▸ **本文**:
★ ★ ★ ★ ★
お前それ、ゾフィーにも同じこと言えんの?ver.2.0

主にウルトラマン・仮面ライダー・スーパー戦隊シリーズなどの特撮関係の話題等を扱っていこうと思います。

『新機動戦記ガンダムW』ちょっとした感想 W-8(第22~24話)

今回は、新機動戦記ガンダムW』の感想記事第8回目です。

 

物語も、そろそろ折り返し地点。ヒイロの話よりも、デュオやゼクス等彼を取り巻く人々の話の深掘りがなされる一方で、いよいよ、本作後半の主役機ともいえるウイングガンダムゼロが、その姿を見せ始めます。しかし、その登場の仕方、そして立ち位置は、今までの作品とは全く異なるもの。こうした面白いひねり方を時々挿入してくるところが、『W』の面白いポイントと言えるでしょう。

 

なお、前回(第19~21話)の感想記事は↓コチラです。

bongore-asterisk.hatenablog.jp

 

 

 

 

第22話「独立を巡る戦い」

1995年9月1日放送

登場した敵他:トールギス、リーオー、トーラス

「この世から戦いはなくならん。ならば、常に強者が世界を治めれば良い。」

 

STORY:トールギスで宇宙へあがったゼクスは、本名ミリアルドを使ってレディ・アンらと接触。地球の親善大使として彼女の信頼を勝ち取るが、唯一彼女の部下であるニコルは、ゼクスの正体と真意を見抜いていた。ゼクスの言葉、そしてトレーズの考えにレディ・アンの精神が揺れる中、ニコルは実質的な指揮権をわがものにし、コロニーD120に立てこもる連合軍残党の殲滅にかかる。その戦闘の中に、連合軍側として身を投じるゼクス、逆にOZ側としてトーラスで出撃するレディ・アンの攻撃入り乱れる中で、レディ・アンは、世の中が戦いを求める流れの中にいることを知るのだった。
★ ★ ★ ★ ★
▸ **資料一覧**:
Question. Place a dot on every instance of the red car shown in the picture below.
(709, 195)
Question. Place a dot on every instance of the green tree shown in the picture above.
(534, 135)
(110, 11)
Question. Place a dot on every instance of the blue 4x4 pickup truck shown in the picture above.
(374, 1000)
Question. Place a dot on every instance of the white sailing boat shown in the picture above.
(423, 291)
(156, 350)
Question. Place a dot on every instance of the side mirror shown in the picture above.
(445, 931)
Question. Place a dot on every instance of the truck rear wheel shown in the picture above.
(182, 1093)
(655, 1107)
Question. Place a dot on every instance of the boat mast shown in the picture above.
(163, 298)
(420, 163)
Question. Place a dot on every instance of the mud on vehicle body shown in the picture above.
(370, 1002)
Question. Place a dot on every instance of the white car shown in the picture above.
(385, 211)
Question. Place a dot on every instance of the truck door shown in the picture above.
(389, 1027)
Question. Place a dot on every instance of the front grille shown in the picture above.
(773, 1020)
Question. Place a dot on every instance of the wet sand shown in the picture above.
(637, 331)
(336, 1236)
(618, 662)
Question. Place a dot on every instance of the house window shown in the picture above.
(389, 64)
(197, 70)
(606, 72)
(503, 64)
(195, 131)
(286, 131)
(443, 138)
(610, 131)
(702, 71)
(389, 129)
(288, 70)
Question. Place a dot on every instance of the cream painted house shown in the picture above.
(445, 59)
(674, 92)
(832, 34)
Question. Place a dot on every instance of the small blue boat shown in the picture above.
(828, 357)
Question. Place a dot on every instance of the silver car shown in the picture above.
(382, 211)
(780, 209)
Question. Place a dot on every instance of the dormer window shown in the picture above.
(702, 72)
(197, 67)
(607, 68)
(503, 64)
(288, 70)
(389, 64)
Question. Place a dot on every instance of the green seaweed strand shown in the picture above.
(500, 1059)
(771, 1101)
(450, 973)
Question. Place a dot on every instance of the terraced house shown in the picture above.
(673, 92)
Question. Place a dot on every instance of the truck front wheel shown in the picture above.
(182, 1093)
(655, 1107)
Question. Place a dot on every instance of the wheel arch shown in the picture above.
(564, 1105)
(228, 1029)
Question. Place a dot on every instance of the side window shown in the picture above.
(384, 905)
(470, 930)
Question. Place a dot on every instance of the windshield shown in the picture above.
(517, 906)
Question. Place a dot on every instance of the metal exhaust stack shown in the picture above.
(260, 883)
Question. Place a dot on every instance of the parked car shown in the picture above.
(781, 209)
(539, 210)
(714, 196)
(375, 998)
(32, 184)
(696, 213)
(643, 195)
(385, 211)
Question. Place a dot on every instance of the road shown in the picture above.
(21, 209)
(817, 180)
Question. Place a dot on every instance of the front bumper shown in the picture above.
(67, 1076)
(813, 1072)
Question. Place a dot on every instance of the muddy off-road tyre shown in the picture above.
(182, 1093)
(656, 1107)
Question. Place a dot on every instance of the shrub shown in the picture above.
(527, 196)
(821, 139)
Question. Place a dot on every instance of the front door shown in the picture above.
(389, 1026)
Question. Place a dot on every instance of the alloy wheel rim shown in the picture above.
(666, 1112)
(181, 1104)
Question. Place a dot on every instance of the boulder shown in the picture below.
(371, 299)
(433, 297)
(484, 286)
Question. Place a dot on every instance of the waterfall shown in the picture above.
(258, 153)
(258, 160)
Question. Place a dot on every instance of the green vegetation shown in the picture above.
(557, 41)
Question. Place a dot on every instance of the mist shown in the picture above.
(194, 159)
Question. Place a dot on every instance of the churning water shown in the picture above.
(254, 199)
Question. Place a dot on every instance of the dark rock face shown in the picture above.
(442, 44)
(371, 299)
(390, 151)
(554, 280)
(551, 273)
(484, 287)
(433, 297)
★ ★ ★ ★ ★
▸ **練習課題**:
a - 次の(i)〜(iii)の記述が、ガンダムWの感想記事の内容と合っているかどうかを判定してください。それぞれ「はい」か「いいえ」で答え、判断の根拠となる記事中の語句をそのまま引用してください。
(i) 第22話は1995年9月1日に放送された。
(ii) ニコルは、ゼクスの正体と真意を見抜けなかった。
(iii) レディ・アンは、OZ側としてトーラスで出撃した。
b - ガンダムWの感想記事の続きを、記事が終わったところから書いてください。

▸ **解答**:
a -
(i) はい。「1995年9月1日放送」
(ii) いいえ。「唯一彼女の部下であるニコルは、ゼクスの正体と真意を見抜いていた」
(iii) はい。「逆にOZ側としてトーラスで出撃するレディ・アン」

b -
 

本編中にはヒイロがその声どころか姿すら見せず、ゼクスとレディ・アンを中心に、戦いに身を投じることになった兵士たちの悲哀を描く、実質的な単発回。今回だけ見れば、登場人物の行動や心の動きから深い何かを感じ取れますが、今までの『W』の物語からのつながりを考えると、「?」が浮かぶシーンが少なくありませんでした。レディ・アンが兵士として非情になるというのはいいんだけど、こう、なんというか…全体的に皆どこか、フワフワした感じになっちゃってるんだよなぁ。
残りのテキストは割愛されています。